**** Provided records

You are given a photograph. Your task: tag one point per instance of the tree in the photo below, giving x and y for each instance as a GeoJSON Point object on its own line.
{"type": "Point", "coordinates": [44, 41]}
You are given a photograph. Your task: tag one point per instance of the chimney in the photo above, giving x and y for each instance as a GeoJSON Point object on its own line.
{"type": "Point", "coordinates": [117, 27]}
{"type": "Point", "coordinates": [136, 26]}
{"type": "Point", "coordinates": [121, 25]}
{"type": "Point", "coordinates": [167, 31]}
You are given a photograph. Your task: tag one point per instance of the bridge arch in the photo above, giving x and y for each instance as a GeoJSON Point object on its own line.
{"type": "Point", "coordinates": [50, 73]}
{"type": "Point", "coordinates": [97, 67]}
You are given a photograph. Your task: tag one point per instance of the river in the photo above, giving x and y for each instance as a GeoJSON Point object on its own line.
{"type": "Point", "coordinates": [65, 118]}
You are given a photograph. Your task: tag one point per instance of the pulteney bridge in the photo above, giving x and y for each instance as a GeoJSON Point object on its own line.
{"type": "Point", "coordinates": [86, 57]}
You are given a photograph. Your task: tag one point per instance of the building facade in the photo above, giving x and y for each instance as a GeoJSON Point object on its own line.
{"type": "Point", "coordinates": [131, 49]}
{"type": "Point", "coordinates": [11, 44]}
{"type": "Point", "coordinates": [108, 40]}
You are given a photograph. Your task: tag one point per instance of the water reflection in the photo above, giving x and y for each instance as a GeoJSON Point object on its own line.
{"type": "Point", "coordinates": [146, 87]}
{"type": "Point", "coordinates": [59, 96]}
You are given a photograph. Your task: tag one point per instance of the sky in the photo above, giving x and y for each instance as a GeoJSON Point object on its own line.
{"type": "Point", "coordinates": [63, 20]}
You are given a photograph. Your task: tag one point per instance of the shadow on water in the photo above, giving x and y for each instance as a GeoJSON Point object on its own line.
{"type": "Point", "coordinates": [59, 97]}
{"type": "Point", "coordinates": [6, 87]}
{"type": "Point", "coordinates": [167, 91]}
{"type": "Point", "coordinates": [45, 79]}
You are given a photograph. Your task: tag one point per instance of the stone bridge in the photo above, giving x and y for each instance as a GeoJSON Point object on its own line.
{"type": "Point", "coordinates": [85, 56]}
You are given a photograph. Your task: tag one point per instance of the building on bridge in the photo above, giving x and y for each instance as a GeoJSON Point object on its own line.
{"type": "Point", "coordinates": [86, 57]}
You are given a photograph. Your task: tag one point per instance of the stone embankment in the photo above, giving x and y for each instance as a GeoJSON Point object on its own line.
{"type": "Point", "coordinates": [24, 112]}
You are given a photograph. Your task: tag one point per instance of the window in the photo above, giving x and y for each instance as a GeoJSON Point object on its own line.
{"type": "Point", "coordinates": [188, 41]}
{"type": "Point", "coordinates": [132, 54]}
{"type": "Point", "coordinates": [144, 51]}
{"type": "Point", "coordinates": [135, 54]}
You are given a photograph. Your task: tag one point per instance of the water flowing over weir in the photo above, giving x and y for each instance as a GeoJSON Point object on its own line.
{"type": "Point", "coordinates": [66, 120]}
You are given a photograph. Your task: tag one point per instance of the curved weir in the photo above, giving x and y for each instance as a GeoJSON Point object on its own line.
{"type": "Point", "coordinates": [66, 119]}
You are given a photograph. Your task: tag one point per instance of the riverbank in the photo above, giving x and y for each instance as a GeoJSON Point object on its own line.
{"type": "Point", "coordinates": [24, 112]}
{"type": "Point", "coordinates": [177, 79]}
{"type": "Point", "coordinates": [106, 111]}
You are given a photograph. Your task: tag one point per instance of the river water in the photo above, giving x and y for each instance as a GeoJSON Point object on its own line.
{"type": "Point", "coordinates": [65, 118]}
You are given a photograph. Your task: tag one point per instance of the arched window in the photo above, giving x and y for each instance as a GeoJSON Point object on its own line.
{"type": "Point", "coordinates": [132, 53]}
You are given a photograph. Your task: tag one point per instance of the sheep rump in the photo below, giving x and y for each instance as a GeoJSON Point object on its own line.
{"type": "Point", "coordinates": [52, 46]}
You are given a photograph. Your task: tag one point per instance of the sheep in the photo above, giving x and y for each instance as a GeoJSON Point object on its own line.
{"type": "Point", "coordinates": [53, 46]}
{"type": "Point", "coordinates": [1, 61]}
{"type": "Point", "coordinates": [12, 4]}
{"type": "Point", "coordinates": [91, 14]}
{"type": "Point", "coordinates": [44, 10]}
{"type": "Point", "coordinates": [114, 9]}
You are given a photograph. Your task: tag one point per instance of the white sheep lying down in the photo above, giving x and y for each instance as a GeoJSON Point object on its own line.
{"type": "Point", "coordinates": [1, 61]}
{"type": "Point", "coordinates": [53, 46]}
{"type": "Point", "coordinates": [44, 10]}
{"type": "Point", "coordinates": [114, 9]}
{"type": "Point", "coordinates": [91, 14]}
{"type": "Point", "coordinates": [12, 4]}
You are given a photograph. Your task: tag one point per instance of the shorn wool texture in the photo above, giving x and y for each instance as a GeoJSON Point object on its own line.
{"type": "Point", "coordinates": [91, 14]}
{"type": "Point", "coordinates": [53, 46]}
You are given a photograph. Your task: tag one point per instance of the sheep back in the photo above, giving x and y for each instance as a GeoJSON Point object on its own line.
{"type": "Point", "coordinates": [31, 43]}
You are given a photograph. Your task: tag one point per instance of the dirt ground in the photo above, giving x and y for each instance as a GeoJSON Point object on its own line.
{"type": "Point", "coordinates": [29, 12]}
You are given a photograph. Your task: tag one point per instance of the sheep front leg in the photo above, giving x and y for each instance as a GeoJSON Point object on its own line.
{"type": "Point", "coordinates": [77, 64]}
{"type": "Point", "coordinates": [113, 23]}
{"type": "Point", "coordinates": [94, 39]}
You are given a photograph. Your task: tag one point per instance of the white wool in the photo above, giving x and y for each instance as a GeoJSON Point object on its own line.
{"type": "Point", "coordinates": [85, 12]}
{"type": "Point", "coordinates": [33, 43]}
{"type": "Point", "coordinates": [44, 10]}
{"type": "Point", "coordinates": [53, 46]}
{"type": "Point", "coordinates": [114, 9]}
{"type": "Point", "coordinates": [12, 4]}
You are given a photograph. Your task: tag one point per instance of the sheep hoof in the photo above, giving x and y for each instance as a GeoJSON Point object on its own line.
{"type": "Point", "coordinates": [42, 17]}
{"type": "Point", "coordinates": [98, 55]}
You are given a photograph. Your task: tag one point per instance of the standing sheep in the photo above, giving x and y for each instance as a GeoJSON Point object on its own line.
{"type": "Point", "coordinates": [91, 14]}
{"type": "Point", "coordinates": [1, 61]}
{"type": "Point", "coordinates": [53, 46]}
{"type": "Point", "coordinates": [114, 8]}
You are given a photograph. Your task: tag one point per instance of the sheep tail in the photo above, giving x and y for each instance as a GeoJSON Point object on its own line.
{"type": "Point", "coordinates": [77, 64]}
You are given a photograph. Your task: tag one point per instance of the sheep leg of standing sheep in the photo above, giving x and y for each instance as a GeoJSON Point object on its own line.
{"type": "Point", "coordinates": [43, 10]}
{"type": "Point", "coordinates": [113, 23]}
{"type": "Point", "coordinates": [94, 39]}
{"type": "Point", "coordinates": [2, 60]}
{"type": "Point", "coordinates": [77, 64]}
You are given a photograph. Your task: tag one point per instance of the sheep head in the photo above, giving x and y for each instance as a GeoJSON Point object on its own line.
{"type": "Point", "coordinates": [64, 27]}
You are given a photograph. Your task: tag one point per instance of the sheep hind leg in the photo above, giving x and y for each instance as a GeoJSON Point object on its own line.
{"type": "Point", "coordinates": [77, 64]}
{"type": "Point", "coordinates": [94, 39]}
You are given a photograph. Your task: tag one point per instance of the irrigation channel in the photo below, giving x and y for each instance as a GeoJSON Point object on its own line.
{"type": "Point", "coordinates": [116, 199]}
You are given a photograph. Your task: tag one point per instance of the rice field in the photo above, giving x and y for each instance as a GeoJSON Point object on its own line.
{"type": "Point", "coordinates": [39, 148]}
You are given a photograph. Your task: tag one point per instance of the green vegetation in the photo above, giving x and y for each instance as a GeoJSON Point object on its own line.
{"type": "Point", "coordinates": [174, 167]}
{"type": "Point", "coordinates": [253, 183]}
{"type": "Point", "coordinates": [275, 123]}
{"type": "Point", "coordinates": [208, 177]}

********

Task goal
After locating the line with "of the green" in the records above, please set down that line and all later ones exactly, and no other line.

Reply
You are given a photograph. Your task: tag one point per instance of the green vegetation in the photo above, giving x and y for each instance as a GeoJSON Point object on its own line.
{"type": "Point", "coordinates": [174, 167]}
{"type": "Point", "coordinates": [253, 183]}
{"type": "Point", "coordinates": [275, 123]}
{"type": "Point", "coordinates": [208, 177]}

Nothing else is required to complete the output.